■ Problem requirements
Render the items as a two-column CSV with the columns text and answer, one row per item, covering everything from the line containing "of puppy's nose" down to the line containing "[[336, 147, 353, 160]]". Put each field in quotes and turn any line breaks into spaces.

* BEGIN Provided entries *

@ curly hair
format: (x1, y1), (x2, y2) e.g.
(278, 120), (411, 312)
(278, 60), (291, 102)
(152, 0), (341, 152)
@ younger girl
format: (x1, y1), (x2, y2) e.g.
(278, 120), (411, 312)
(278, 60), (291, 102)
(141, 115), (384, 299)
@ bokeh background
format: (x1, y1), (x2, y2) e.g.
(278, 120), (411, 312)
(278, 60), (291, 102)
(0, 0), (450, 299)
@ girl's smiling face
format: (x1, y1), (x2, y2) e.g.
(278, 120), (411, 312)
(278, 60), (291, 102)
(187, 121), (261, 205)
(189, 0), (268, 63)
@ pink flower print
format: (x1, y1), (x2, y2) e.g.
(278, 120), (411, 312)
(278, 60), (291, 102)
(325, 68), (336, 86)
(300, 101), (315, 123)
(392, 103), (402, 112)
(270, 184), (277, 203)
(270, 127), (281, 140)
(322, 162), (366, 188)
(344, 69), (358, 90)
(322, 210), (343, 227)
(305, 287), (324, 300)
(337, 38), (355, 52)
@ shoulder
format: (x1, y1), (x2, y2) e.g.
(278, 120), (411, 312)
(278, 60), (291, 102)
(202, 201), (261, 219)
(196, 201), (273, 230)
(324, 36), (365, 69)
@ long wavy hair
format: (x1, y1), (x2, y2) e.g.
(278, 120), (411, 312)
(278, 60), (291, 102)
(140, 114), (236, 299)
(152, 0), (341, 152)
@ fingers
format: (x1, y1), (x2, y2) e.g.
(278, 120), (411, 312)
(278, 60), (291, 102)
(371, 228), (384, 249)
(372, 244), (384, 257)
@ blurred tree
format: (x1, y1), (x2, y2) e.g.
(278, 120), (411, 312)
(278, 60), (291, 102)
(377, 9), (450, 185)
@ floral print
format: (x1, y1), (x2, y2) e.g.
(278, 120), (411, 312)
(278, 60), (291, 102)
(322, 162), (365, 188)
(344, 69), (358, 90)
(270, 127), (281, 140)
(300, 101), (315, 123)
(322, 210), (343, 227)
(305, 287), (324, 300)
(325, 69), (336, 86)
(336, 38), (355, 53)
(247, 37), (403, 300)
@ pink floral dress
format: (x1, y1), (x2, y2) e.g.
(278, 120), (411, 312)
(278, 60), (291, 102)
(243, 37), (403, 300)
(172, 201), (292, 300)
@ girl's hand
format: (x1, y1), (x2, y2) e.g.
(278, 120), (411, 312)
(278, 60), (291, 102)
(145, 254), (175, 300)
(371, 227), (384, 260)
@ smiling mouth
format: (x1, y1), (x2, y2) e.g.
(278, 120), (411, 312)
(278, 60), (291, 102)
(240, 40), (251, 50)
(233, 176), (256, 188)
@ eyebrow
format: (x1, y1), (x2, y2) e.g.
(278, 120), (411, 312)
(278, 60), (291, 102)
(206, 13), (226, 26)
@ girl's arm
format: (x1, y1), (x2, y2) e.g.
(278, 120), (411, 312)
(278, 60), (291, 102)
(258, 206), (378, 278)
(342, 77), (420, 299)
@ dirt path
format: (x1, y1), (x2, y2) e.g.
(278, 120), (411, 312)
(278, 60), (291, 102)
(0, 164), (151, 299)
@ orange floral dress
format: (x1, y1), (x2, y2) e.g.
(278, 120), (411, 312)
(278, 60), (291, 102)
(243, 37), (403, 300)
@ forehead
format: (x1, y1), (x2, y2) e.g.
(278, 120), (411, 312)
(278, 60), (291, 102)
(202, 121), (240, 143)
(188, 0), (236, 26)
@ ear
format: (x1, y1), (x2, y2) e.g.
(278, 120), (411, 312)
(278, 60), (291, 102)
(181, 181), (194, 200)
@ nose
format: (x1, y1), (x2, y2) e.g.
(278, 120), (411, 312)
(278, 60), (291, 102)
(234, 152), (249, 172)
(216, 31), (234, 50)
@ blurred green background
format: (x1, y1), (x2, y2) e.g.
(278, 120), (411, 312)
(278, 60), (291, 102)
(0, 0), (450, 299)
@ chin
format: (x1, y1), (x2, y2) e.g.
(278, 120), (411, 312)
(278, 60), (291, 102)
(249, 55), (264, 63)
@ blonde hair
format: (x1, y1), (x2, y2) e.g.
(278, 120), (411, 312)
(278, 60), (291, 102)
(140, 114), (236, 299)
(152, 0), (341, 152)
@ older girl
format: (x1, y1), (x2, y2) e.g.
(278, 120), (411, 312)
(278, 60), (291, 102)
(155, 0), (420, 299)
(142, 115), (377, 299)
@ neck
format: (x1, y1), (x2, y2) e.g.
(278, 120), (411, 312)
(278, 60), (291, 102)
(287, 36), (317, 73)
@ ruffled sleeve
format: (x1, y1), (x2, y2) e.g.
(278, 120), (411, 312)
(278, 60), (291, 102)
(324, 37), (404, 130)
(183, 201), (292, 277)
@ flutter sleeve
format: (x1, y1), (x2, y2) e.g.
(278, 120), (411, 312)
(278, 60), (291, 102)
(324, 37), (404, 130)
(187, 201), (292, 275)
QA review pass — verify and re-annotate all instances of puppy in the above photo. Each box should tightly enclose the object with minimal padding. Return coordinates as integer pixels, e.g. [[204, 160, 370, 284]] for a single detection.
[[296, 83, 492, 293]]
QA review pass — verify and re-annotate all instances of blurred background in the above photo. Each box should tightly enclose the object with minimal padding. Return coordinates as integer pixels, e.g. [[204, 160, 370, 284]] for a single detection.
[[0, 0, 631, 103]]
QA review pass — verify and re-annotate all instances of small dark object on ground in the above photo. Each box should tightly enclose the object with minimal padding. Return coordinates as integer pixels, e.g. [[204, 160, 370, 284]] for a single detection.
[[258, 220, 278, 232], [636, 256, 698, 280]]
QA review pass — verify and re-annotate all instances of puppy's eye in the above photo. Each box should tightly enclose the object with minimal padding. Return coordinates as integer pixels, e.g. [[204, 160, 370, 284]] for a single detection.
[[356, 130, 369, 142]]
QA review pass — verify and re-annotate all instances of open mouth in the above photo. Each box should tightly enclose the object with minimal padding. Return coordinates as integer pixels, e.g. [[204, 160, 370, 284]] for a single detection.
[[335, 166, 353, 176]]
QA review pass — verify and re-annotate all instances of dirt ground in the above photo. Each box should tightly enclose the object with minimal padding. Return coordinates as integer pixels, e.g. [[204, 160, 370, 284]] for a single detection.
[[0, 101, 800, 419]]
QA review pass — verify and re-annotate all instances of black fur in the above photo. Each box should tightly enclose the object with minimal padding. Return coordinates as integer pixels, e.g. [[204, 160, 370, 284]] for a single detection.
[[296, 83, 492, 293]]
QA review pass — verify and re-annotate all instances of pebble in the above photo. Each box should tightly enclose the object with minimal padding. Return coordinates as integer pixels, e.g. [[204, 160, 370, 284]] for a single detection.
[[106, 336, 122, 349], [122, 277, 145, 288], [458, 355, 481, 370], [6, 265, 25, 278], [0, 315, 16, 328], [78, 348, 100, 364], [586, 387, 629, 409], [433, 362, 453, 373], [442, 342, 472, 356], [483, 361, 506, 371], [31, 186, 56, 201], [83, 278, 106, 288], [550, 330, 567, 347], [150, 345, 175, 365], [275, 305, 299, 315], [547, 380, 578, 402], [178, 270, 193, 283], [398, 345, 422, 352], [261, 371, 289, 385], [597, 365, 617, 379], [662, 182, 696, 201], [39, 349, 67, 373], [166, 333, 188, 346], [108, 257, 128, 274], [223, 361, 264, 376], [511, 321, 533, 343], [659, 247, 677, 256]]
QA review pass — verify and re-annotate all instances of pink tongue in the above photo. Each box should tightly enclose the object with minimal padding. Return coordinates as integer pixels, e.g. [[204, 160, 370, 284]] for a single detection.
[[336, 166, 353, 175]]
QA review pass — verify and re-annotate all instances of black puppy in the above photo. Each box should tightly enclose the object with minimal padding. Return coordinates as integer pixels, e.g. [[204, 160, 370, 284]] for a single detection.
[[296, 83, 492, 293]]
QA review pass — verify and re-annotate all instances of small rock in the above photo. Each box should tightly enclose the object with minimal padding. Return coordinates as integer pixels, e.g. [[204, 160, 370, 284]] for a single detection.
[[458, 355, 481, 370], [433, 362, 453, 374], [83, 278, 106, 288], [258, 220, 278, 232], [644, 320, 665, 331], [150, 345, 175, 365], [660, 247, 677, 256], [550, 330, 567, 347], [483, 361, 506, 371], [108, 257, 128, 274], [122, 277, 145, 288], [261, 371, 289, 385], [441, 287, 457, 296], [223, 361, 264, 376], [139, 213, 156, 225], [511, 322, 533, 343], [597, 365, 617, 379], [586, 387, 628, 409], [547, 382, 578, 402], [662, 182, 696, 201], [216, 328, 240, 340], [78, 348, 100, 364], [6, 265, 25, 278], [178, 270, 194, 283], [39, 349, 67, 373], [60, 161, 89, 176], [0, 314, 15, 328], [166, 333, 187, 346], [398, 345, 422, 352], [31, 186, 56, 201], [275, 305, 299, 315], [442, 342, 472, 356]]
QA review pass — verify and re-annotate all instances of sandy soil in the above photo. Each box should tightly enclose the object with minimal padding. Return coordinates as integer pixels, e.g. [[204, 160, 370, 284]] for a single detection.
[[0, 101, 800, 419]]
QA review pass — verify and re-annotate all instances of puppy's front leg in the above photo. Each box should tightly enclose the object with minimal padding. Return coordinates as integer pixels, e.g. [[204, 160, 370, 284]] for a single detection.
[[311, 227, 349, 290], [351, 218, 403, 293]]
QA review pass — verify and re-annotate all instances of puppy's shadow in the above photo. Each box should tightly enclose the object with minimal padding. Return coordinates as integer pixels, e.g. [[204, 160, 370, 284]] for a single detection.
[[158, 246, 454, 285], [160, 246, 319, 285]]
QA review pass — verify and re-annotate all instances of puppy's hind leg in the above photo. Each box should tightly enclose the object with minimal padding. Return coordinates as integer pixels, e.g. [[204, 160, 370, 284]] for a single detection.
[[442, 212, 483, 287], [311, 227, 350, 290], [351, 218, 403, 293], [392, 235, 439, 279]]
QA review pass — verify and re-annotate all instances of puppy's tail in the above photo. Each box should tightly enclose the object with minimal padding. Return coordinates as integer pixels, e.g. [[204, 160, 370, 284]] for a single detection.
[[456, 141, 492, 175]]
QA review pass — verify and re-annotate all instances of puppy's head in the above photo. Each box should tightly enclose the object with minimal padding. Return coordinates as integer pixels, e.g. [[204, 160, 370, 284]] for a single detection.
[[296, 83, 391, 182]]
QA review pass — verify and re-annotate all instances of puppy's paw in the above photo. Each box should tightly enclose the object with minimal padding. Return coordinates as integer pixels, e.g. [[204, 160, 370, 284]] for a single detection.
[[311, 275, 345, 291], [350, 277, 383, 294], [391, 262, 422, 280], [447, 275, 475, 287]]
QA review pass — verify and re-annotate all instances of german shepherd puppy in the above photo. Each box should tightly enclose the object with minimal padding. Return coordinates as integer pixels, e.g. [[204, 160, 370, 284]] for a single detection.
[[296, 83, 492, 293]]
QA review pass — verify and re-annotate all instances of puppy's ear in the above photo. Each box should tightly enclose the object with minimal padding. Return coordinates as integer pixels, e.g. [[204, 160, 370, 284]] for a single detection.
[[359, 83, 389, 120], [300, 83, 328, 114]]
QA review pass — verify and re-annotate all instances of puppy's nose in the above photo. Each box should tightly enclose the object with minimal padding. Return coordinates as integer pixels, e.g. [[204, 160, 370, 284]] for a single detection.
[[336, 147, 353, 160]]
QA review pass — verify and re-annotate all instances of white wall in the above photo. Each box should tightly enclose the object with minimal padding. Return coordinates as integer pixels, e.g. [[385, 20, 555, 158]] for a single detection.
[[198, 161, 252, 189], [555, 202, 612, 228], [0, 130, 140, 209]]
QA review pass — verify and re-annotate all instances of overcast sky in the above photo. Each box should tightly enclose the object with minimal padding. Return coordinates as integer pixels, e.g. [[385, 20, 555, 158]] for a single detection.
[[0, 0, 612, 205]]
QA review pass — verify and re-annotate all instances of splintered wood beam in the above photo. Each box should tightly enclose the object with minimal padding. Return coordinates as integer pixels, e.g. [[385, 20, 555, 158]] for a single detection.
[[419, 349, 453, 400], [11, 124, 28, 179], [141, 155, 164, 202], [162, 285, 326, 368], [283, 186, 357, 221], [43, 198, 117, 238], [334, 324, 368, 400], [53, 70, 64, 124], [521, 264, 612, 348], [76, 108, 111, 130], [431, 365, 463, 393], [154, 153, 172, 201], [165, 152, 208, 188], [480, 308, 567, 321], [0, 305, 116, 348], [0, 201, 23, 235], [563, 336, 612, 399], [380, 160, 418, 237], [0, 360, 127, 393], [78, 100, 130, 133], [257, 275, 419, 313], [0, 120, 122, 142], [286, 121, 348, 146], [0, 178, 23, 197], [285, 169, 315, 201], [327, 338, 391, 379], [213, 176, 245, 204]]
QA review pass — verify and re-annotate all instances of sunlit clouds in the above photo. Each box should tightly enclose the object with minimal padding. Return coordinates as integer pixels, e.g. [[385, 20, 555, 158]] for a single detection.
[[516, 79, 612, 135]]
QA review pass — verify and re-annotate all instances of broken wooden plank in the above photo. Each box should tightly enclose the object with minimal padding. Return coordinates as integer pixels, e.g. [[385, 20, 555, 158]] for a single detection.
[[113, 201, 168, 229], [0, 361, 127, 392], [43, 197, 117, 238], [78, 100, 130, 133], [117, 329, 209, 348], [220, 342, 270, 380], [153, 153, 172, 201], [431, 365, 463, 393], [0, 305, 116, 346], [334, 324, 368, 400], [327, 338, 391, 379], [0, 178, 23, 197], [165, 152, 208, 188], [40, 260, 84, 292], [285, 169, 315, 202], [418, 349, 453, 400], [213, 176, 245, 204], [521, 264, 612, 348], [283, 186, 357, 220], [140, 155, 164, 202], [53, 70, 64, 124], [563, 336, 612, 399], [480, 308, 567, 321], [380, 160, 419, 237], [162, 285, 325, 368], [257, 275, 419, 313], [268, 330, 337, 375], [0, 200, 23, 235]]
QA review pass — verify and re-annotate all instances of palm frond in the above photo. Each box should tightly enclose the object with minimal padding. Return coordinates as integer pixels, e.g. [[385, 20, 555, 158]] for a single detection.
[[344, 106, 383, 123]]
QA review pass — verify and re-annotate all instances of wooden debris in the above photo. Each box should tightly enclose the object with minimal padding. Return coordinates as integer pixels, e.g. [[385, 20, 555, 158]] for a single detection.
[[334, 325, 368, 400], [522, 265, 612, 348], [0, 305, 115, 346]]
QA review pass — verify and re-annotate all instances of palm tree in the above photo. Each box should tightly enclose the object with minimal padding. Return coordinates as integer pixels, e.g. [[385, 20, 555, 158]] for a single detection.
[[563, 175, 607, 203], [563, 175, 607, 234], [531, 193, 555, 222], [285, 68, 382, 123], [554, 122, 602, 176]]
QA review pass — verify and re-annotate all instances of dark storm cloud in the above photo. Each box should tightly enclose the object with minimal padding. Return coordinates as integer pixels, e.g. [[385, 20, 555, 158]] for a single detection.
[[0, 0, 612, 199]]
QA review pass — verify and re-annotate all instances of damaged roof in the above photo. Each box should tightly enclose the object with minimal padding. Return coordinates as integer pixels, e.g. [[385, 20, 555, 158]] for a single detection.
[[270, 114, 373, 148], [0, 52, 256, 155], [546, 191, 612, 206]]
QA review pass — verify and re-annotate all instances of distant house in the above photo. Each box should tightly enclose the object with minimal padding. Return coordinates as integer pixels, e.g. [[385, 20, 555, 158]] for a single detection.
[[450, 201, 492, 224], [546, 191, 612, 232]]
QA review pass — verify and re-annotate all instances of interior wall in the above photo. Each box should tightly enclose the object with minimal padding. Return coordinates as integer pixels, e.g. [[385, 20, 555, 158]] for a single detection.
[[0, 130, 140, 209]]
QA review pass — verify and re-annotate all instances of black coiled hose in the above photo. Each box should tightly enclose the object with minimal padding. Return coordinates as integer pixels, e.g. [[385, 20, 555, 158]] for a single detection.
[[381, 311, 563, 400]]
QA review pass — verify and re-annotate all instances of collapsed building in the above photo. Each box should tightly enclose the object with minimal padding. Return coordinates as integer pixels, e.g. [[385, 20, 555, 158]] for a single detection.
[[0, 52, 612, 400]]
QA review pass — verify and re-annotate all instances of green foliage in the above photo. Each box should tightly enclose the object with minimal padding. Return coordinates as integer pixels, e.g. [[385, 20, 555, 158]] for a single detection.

* END Provided entries *

■ Solution for this problem
text,answer
"QA review pass — verify and re-annotate all instances of puppy's nose in the above photo. Each box should tightly enclose the object with minimal padding. Return coordinates as integer pixels, e.g. [[204, 160, 370, 284]] for a single detection.","[[336, 147, 353, 160]]"